Instructions for the task
After locating "Target: pink cloud" in the listing below, copy that line and each one after it exactly, ending with the line that has "column 352, row 20".

Input
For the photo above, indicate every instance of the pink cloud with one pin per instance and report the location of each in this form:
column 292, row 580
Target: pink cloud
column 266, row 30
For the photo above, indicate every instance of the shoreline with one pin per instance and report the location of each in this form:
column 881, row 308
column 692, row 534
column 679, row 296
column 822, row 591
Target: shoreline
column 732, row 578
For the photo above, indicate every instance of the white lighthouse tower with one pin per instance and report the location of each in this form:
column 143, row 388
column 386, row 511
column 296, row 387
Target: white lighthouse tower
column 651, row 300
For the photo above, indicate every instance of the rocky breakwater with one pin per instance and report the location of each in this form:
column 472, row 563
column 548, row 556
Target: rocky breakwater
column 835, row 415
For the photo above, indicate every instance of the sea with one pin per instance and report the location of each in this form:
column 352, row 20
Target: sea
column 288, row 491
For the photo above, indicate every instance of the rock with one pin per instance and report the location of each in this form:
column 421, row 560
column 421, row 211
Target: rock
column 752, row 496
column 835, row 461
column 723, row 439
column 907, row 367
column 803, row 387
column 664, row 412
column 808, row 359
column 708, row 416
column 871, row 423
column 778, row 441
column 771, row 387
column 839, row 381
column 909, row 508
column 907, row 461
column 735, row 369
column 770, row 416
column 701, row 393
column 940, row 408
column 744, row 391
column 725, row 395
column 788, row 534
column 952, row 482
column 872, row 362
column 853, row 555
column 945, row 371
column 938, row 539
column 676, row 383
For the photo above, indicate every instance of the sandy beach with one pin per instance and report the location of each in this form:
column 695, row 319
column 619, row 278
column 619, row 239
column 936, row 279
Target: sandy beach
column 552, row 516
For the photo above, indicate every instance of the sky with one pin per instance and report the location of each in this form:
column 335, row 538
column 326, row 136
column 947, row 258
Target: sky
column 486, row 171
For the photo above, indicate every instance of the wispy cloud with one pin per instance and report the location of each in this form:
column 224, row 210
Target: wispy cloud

Output
Target: pink cloud
column 266, row 30
For the photo above, indicate every instance of the shoreline with one pin per instance and report the location of each in this form:
column 881, row 308
column 692, row 534
column 679, row 296
column 822, row 591
Target: shoreline
column 732, row 578
For the photo above, indicate every instance of the white lighthouse tower with one pin per instance and report the location of each in this form:
column 143, row 388
column 386, row 511
column 296, row 387
Target: white lighthouse tower
column 651, row 300
For the photo above, indicate every instance of the rocky breakwater with one pin per instance and report the location of each in this form:
column 472, row 563
column 548, row 556
Target: rocky breakwater
column 835, row 415
For the photo above, indicate every instance of the sea with one pin per instance and report the location of each in this form:
column 352, row 20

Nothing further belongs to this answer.